Repeat the entries below exactly, pictures excluded.
─── Exercise inputs ───
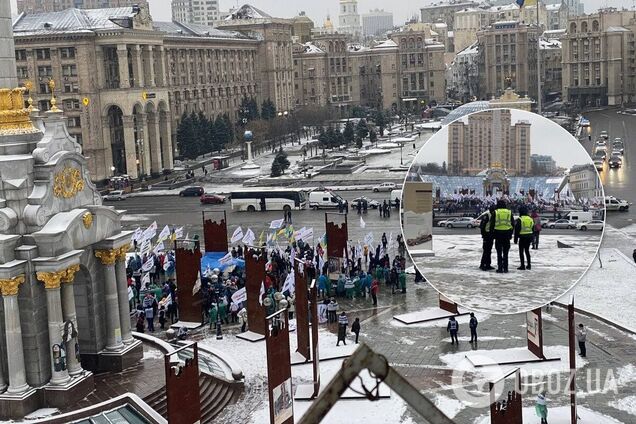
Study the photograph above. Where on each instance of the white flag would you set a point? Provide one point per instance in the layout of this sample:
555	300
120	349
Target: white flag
237	235
261	293
239	296
249	237
197	284
276	224
150	232
290	283
164	234
147	266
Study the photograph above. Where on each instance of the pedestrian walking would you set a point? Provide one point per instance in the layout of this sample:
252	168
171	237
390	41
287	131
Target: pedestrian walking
453	329
355	328
502	228
343	322
473	327
541	408
524	233
487	238
581	335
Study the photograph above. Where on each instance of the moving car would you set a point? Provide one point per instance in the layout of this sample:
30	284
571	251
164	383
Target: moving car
615	161
192	191
562	224
212	199
614	204
372	204
590	225
115	195
384	187
465	222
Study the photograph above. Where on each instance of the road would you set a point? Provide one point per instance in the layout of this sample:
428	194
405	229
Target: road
187	212
617	182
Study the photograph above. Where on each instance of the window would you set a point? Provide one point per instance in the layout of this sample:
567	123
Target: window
67	53
43	54
69	70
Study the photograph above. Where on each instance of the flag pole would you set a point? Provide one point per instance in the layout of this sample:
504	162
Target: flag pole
538	61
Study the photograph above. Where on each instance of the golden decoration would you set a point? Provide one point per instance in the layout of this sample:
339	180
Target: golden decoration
53	101
108	257
10	287
14	117
69	273
121	252
51	280
68	183
87	219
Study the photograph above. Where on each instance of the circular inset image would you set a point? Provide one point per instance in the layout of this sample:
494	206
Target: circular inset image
503	211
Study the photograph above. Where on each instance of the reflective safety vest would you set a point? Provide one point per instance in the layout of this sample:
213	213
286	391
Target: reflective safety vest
502	219
527	225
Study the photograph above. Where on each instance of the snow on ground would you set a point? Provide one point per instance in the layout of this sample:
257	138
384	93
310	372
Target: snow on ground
627	404
463	319
450	407
608	292
560	415
454	271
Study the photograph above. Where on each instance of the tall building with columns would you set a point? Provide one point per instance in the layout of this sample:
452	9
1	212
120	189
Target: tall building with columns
65	311
349	19
124	81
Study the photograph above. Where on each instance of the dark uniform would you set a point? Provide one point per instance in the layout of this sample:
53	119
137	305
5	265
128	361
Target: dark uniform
524	236
487	242
502	228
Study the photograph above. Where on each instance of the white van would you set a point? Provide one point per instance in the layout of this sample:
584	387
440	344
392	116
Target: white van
580	216
324	199
395	195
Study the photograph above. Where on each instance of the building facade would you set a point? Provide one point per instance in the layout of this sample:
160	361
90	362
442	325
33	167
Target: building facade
199	12
489	140
599	59
125	82
39	6
508	58
349	19
275	68
376	22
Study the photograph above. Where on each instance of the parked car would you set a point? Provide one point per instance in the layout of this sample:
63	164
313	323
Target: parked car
562	224
590	225
615	162
444	222
372	204
192	191
614	204
115	195
212	199
384	187
465	222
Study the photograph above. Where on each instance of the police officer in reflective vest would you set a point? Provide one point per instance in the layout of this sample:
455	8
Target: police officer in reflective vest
502	228
524	235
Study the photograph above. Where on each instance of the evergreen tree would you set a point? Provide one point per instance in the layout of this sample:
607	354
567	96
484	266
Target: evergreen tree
361	129
268	110
349	133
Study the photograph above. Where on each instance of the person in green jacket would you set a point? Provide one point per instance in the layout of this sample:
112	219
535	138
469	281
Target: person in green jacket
402	279
212	312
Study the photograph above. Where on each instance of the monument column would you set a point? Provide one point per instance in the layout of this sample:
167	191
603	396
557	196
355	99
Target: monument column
70	316
122	295
52	281
124	72
113	326
13	330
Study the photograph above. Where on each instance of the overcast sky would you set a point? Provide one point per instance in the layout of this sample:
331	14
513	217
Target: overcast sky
546	138
318	10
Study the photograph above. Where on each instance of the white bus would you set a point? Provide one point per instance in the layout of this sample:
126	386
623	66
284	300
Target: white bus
268	199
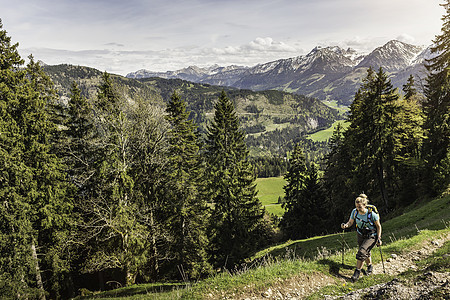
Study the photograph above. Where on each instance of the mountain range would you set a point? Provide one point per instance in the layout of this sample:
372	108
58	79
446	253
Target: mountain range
326	73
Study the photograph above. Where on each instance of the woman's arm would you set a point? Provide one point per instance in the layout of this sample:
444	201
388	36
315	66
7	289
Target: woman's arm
378	225
348	224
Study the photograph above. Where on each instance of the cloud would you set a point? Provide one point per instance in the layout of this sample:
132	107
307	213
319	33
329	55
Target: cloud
262	46
406	38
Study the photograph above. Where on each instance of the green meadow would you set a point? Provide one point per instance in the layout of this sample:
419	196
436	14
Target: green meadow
269	190
324	135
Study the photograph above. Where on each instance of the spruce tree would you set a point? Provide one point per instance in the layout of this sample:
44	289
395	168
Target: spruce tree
370	135
295	206
237	211
36	205
185	207
436	107
337	178
409	88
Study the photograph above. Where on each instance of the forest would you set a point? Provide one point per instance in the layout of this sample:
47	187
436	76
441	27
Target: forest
108	189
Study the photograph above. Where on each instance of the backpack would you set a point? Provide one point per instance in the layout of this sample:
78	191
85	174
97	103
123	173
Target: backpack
370	209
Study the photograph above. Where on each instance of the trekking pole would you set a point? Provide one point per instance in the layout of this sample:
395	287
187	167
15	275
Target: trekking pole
382	261
343	247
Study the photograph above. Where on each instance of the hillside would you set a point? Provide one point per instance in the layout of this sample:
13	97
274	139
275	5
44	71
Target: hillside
273	120
329	73
415	259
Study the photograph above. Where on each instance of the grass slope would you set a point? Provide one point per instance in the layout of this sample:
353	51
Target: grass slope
317	257
269	189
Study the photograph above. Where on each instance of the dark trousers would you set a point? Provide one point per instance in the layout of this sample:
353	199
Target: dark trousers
365	243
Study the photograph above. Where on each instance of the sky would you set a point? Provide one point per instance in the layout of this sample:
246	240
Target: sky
122	36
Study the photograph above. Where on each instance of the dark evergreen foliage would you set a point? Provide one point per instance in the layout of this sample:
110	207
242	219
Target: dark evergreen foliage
437	112
186	209
237	212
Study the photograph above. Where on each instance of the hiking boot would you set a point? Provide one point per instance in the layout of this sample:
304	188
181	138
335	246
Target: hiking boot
355	275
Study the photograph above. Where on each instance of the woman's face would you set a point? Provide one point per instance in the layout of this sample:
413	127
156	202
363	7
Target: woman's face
359	206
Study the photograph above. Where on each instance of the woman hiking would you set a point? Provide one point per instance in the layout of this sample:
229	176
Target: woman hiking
368	227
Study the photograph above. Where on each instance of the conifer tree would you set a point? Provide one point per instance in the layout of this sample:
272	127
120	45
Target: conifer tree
295	206
36	205
437	112
338	178
371	135
237	211
186	209
409	88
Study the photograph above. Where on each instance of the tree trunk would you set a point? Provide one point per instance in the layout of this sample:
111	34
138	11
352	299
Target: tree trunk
38	272
381	184
155	249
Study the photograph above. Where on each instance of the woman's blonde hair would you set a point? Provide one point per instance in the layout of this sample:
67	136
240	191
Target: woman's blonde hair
362	198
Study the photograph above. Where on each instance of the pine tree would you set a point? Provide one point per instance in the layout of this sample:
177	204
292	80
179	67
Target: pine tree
186	208
409	88
36	210
371	135
237	211
338	178
295	206
436	107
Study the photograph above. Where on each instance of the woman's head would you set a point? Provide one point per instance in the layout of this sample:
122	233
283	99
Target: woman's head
362	200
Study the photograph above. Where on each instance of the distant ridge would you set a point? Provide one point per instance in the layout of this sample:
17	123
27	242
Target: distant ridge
327	73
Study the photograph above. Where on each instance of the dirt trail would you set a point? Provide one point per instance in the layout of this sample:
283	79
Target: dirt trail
303	285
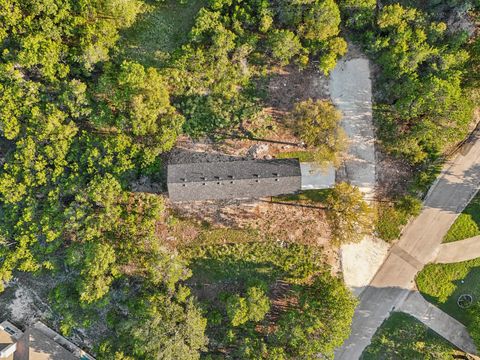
───
■ **Your response**
Study the photograph above. Where on each instance of the white flag would you set a point? Provide one point per instance in the layout of this sample:
555	300
120	349
Target: white flag
237	235
261	293
239	296
249	237
197	284
276	224
150	232
290	283
164	234
147	266
Study the photograph above. Where on each instance of the pedestrian walking would you set a point? Provide one point per instance in the layout of this sample:
252	168
171	237
390	41
287	131
Target: pedestrian walking
453	329
355	328
502	228
343	322
473	327
541	408
524	233
487	238
581	335
Study the photograph above. Where on each instance of the moving car would you set a point? Provide one point per instance in the layout of this sample:
30	284
571	251
164	383
Target: moving car
615	161
192	191
562	224
212	199
614	204
372	204
590	225
115	195
384	187
465	222
Study the photograph above. Where on each instance of the road would you set a point? Provide one point per instance in the layout of this sample:
428	194
405	229
Target: road
187	212
617	182
Study the photograph above. Where on each instance of the window would you set a point? Provide one point per instance in the layout of this sample:
567	123
Target: window
67	53
43	54
69	70
Study the photograph above. Where on each instance of the flag pole would you set a point? Provide one point per instance in the layout of this sample:
504	162
Target: flag pole
538	61
Study the photograph above. Where on each instance of the golden decoration would you set a point? Provide one point per instance in the layout of this sample:
339	180
Target: golden decoration
53	101
108	257
10	287
14	117
69	273
121	252
51	280
68	183
87	219
Study the photograph above. Where on each instance of the circular inset image would you set a point? Provide one point per instance in the layout of this sample:
494	206
Target: circular inset image
503	211
Study the photograph above. Where on each instance of the reflective safety vest would you set a point? Provide one point per instance in the layout of this sample:
213	213
286	391
Target: reflective safety vest
502	219
527	225
Study the photograph above. Where on each instance of the snow on ground would you set a point? Provide one point per instance in the layout of this sample:
257	138
384	93
310	372
Target: snow on ground
627	404
463	319
450	407
608	292
560	415
454	271
Study the photograph above. Where on each instance of the tall building with columns would you set a point? Provide one point per instance in the layout of this sample:
452	9
1	212
120	189
Target: tall building with columns
65	311
349	19
124	81
Study the photograph above. Where on each instance of the dark uniform would you set a point? Provide one point per instance in the layout of this sample:
53	119
137	305
5	265
128	361
Target: dark uniform
524	236
487	242
502	228
Study the photograph above. Where on each instance of the white van would you set a point? Provide one point per instance in the layout of this sample:
584	387
440	344
392	116
Target: white van
580	216
324	199
395	195
Study the photograph above. Where on each instance of the building facade would you set a point? Provide one point per instance in the layout of this sample:
160	361
90	362
442	325
33	167
Target: building facade
199	12
489	140
599	59
125	82
39	6
508	58
349	19
275	68
376	22
Study the photograph above. Where on each instance of the parked car would you set a point? Provide one point per instance in the layout of this sample:
63	164
313	323
Target: parked car
562	224
590	225
615	162
444	222
372	204
192	191
614	204
115	195
212	199
384	187
465	222
Study the photograph above. Where on each instance of the police officer in reflective vest would you set a point? Provide one point per instance in the layout of this sample:
455	8
Target: police officer in reflective vest
502	228
524	235
Study the photograph above. Where on each instance of the evergreen tree would you set a point? Provide one point per instance in the layout of this sample:
607	354
567	96
484	266
Target: evergreen tree
361	129
268	110
349	133
Study the photograph above. Where on each instance of the person in green jacket would you set a point? Provide one point per instance in the layout of this sample:
112	219
535	138
469	281
Target: person in green jacket
402	279
212	312
Study the photograph above. Where on each instance of the monument column would you set a point? Provide one point per instance in the layout of this sample:
167	191
603	396
557	196
355	99
Target: monument column
70	316
122	295
52	281
124	72
113	326
13	330
Study the photograph above. Where on each instance of the overcast sky would you set a point? Provide one point per instance in the layout of this sample:
331	14
513	217
Target: overcast sky
546	138
318	10
Study the photograph above. Where on each instance of the white bus would you set a point? Provide one point per instance in the layout of this sample:
126	386
623	66
284	300
Target: white bus
268	199
Study the photograph above. Where on each instance of the mountain range would you set a point? Provide one point per instance in the layout of this sample:
372	108
58	79
446	253
Target: mountain range
326	73
Study the photograph above. Where on each instance of the woman's arm would you set a point? Provide one point per instance in the layout of this sample:
444	201
388	36
315	66
7	289
Target: woman's arm
378	225
348	224
Study the photograph above. Where on each instance of the cloud would you set a point? Provide one point per instance in the layout of this sample:
132	107
307	213
319	33
329	55
Target: cloud
262	46
406	38
Study the photograph above. Where on each instance of the green meadow would you set a point? Provide one point per instance in the layout of this sample:
419	196
436	14
Target: green meadow
269	190
324	135
Study the photograph above. Where on each instance of the spruce tree would you set a point? Provide one point per instance in the layout of this sample:
44	289
395	168
Target: spruce tree
370	135
295	206
237	211
36	205
185	207
436	107
337	178
409	88
Study the photograph above. Where on each instance of the forest would you set a point? Provide one point per instance in the layout of this sample:
47	187
436	76
441	27
Target: forest
108	189
Study the photograph above. Where on each instance of the backpack would you set a point? Provide one point per instance in the layout of this sample:
78	191
85	174
97	103
123	173
Target: backpack
370	209
Study the photograph above. Where on each instance of the trekking pole would you set a point? Provide one point per instance in the layout of this sample:
395	287
187	167
15	275
Target: trekking pole
382	261
343	247
Study the photograph above. Where on each instance of the hillside would you set a point? Provide one point per instance in the layout of this sample:
13	97
274	139
275	5
44	71
Target: hillside
273	120
329	73
415	259
Study the photograph above. Where on each instance of the grass slope would you set a point? Provide one point per instance in the layout of this sample:
353	51
Target: grass slope
317	257
269	189
Study the photograph above. Where on each instance of the dark trousers would you set a point? Provide one point per instance in the layout of this sample:
353	199
Target: dark trousers
365	243
Study the photograph above. Where on each instance of the sky would you set a point? Provide one point per instance in the layout of this sample:
246	240
Target: sky
122	36
Study the photograph above. Where on each instance of the dark evergreen foliage would you set a point? Provide one point per instance in the layout of this sample:
110	207
242	219
Target: dark evergreen foliage
437	112
186	209
237	212
Study the photograph above. Where on each instance of the hiking boot would you set a point? Provide one point per instance in the layout of this sample:
304	188
181	138
335	246
Target: hiking boot
355	275
Study the photograph above. Where on each instance of the woman's face would you set a point? Provide one point per instance in the layout of this sample:
413	127
156	202
363	7
Target: woman's face
359	206
Study the photograph above. Where on each instance of the woman hiking would you set a point? Provide one point per instance in the layout of this sample:
229	176
Target: woman hiking
368	227
Study the photograph above. Where on each instance of the conifer tree would you set a point? Provide one point per instance in the layout of this sample:
272	127
120	45
Target: conifer tree
295	206
36	205
437	112
338	178
371	135
237	211
186	209
409	88
Study the photograph above. Where on each instance of the tree trunk would you set a point? Provide one point per instance in the layout of this sample:
111	34
138	11
352	299
Target: tree trunk
38	272
381	184
155	249
Study the photograph above. Where on each instance of the woman's blonde hair would you set a point? Provide one point per instance in the layout of this sample:
67	136
240	191
Target: woman's blonde hair
362	198
Study the photograph above. Where on each instance of the pine tree would you set a point? Provide one point per instance in the layout of this sample:
177	204
292	80
179	67
Target: pine tree
186	208
409	88
36	210
371	135
237	211
338	178
295	206
436	107
Study the photograph above. Where on each instance of the woman's head would you set a point? Provide one point per instance in the layout of this sample:
122	233
283	99
Target: woman's head
362	200
Study the photograph above. Where on each instance of the distant ridge would you set a point? Provide one point per instance in the layout of this sample:
17	123
27	242
Target: distant ridge
327	73
Study the photograph above. Where on each instance of the dirt trail would you set a point? Provide one point per instance in the layout of this sample:
283	79
Target: dirt trail
303	285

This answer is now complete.